| EXERCÍCIO ESCRITO 1 |
Identifique nas entradas todas as linhas que contêm a palavra "person" e copie cada uma delas.

| TRECHO |
- - - -

Voltei a comer com os fuzileiros e no dia seguinte à hora marcada estava com as coisas que devia levar, e do quartel, ou do que diziam ser um quartel, até ao cais ainda era uma distância considerável e eu já estava cansado porque a minha bagagem pesava no mínimo uns vinte quilos.

Quando cheguei de imediato me mandaram para um pelotão que estava para sair e que estava armado até aos dentes.  Aí sim se me arrepiou todo o corpo e vi que de verdade estava numa frente de guerra. Colocaram-me em quarto da frente para trás e começou a marcha. Seguiam todos armados menos eu que carregava os meus pertences. Ainda pensei: Que vai ser de mim acaso isto dê para o torto, ao primeiro que possa roubo-lhe a arma.

Levávamos já uns quilómetros, só sei que olhava para trás e só via dois ou três, então ganhava coragem e avançava mais, daí a algum tempo estava quase em ultimo. Depois de uns sete o oito quilómetros nesta luta atrás e adiante, vejo que começo a ficar sozinho e pensei: Que se está passando, não me querem? Sou mau mas por favor não me abandonem que eu prometo que não serei mais uma pessoa má e que me portarei bem.  Se for necessário até irei dar milho aos pombos do Rossio, aos corvos dos Alpes ou aos morcegos de Bolama, mas por favor não me abandonem.

- - - -

| EXERCÍCIO ESCRITO 2 |
Responda com base no trecho:
(a) Quanto pesava, no mínimo, a bagagem de quem narra?
(b) Em que posição colocaram quem narra no começo da marcha?
(c) A que animais quem narra promete ir dar milho, e onde?

- - - -

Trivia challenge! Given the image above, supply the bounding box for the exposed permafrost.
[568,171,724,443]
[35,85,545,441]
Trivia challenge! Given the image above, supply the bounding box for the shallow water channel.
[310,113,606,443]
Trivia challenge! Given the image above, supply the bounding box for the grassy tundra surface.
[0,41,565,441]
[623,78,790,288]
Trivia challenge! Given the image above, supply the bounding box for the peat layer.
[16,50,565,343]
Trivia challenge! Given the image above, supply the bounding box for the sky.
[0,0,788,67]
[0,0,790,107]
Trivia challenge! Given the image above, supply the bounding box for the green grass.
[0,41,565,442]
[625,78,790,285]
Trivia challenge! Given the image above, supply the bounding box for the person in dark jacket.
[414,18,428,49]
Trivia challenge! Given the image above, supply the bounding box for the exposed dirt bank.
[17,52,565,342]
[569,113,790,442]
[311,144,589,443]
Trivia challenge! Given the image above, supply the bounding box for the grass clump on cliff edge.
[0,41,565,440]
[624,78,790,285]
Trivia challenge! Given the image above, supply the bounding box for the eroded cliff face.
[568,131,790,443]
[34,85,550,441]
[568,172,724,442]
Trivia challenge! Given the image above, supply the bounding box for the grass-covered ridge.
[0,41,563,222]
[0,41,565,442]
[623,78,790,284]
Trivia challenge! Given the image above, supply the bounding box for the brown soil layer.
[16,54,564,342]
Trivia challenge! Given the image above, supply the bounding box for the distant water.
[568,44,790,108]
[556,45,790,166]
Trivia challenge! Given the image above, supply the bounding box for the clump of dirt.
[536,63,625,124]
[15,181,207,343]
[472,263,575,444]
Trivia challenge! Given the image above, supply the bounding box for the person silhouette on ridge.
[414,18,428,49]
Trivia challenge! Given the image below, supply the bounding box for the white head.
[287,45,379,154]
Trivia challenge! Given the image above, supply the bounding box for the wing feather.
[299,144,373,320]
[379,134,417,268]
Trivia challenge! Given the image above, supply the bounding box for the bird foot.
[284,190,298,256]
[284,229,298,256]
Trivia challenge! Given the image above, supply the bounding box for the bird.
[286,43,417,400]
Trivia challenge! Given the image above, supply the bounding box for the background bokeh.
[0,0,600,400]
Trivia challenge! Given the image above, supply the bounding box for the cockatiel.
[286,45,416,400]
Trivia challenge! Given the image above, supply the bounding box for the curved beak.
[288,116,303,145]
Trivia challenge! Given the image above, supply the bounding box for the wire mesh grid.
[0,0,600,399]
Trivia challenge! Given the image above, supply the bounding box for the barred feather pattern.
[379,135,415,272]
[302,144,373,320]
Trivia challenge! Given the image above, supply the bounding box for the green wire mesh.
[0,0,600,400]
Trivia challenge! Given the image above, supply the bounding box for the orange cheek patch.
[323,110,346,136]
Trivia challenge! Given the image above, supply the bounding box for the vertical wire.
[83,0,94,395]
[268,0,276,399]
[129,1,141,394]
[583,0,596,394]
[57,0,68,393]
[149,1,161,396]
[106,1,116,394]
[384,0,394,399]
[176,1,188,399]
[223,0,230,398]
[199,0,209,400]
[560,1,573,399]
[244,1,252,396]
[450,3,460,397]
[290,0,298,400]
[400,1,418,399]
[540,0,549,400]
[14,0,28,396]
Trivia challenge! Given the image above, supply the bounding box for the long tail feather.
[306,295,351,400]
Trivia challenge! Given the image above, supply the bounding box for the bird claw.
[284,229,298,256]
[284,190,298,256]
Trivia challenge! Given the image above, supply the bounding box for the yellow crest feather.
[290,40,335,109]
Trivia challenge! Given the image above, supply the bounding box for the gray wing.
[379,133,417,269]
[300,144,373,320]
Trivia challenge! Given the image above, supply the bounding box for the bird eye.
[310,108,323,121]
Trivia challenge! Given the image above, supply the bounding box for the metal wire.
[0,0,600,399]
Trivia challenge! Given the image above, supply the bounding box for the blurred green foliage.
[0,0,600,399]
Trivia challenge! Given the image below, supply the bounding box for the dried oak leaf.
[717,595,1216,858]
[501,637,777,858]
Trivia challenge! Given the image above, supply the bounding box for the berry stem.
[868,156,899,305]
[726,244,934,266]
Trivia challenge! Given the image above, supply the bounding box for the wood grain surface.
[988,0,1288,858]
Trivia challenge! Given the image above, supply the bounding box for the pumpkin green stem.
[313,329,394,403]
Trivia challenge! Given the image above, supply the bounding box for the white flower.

- - - -

| RESPOSTA COMPLETA 1 |
Trivia challenge! Given the image above, supply the bounding box for the person in dark jacket.
Trivia challenge! Given the image above, supply the bounding box for the person silhouette on ridge.

| RESPOSTA COMPLETA 2 |
(a) Uns vinte quilos.
(b) Em quarto, da frente para trás.
(c) Aos pombos do Rossio, aos corvos dos Alpes e aos morcegos de Bolama.